● WHAT YOU WILL DO
Please list every line in the records below that contains the string "green", matching case exactly.

● DATASET RECORDS
## start
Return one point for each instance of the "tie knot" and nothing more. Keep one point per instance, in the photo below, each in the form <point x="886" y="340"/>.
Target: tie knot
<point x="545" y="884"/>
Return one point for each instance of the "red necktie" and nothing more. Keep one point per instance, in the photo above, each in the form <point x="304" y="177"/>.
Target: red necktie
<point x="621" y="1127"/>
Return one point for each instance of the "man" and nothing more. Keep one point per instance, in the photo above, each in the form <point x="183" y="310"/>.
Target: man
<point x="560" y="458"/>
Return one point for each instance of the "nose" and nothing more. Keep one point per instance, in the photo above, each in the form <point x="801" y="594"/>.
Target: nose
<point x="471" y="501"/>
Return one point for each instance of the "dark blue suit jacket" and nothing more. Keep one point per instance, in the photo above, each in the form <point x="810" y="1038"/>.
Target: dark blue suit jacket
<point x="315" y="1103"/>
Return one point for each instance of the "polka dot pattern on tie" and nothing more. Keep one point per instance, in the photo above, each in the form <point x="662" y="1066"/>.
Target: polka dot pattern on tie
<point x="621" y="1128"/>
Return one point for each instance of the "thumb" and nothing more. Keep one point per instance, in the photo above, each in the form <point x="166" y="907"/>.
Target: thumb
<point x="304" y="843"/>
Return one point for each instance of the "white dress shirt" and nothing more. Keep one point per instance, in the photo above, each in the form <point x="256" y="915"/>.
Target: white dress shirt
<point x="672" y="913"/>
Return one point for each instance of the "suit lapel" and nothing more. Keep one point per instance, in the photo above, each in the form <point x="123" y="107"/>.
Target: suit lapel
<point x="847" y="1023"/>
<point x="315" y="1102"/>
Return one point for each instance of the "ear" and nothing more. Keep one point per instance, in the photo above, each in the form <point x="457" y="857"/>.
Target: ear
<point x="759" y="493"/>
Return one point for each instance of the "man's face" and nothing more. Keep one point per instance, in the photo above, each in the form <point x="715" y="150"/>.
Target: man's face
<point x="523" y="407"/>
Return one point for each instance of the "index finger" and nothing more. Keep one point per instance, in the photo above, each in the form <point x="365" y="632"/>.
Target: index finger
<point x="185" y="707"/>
## end
## start
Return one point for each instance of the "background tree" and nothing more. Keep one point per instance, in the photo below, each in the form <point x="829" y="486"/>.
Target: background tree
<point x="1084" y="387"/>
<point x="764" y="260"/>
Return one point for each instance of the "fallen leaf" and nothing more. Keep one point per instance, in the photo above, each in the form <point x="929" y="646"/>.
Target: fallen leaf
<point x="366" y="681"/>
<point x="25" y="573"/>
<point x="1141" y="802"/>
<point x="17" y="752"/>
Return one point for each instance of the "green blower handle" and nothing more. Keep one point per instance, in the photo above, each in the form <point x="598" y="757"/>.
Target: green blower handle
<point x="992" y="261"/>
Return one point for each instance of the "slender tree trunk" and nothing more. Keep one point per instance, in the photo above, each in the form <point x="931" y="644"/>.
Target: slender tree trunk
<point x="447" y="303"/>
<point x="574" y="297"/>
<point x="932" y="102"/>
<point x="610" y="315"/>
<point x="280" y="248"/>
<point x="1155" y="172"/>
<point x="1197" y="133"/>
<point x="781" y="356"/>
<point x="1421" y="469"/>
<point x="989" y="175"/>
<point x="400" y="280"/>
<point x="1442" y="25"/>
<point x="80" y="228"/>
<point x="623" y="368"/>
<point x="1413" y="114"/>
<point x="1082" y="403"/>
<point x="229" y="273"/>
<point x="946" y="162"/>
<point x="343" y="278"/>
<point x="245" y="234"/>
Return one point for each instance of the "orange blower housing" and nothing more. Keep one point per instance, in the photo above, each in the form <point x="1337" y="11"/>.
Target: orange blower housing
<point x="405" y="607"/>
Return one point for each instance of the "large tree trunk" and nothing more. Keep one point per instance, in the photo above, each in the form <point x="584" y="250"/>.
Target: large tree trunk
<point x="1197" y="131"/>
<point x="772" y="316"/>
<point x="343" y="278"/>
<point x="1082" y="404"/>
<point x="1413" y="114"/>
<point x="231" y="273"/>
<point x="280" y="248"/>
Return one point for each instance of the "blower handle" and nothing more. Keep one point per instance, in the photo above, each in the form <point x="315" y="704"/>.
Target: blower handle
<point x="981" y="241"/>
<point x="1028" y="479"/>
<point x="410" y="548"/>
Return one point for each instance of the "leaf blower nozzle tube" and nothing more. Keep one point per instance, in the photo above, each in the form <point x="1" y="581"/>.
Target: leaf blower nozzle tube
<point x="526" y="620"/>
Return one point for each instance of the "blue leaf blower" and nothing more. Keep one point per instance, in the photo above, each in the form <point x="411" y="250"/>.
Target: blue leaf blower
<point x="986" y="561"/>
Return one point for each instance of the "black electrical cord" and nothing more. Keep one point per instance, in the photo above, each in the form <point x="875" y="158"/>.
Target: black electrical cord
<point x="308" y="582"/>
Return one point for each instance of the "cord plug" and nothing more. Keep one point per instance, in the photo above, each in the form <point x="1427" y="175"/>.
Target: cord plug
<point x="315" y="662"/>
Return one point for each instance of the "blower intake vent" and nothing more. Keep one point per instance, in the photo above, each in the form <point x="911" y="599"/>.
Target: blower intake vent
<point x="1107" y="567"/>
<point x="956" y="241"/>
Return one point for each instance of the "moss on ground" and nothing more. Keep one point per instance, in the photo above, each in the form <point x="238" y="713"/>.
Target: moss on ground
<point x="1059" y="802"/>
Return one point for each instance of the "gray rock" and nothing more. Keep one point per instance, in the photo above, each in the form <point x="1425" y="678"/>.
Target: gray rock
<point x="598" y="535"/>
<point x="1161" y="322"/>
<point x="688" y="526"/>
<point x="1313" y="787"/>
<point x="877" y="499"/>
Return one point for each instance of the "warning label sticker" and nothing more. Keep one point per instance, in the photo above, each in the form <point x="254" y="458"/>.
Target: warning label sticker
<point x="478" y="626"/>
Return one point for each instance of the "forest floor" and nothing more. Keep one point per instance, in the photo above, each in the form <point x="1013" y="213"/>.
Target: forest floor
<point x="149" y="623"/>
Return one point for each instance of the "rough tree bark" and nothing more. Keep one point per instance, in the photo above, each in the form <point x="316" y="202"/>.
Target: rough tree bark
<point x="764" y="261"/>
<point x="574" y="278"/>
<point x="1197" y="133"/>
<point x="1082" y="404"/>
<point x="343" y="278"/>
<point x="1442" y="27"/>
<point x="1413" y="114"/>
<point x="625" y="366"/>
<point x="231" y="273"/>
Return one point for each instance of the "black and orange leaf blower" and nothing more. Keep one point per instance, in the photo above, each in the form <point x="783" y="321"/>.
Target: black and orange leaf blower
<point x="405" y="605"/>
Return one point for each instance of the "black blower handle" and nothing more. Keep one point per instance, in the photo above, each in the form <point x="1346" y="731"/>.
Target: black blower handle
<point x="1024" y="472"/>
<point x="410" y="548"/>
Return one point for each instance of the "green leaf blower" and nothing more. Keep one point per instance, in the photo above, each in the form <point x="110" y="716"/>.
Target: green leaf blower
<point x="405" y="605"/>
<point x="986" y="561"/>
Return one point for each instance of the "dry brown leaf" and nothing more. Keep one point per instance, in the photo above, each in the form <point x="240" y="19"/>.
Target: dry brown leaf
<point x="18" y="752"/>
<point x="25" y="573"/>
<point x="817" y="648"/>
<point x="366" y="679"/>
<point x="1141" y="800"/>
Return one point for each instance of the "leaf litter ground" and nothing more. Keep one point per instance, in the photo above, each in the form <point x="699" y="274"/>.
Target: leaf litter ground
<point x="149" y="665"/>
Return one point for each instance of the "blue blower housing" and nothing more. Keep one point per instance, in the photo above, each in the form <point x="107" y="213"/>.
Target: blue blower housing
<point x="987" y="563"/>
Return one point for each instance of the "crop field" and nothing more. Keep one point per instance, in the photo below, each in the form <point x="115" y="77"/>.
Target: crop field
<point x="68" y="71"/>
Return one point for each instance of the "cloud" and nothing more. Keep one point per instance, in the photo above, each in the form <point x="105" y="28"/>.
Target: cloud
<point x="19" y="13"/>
## end
## start
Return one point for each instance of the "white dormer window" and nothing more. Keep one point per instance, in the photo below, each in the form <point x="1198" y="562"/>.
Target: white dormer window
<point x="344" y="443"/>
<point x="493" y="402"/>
## end
● REPLY TO THE TASK
Return one point for each instance of the "green blower handle" and nothing more. Keep one point per instance, in the photo above, each in the form <point x="598" y="757"/>.
Target: green blower handle
Return one point for each instance of the "green leaf blower" and nothing more. Keep one point per instance, in the photo above, each in the form <point x="110" y="716"/>.
Target: green leaf blower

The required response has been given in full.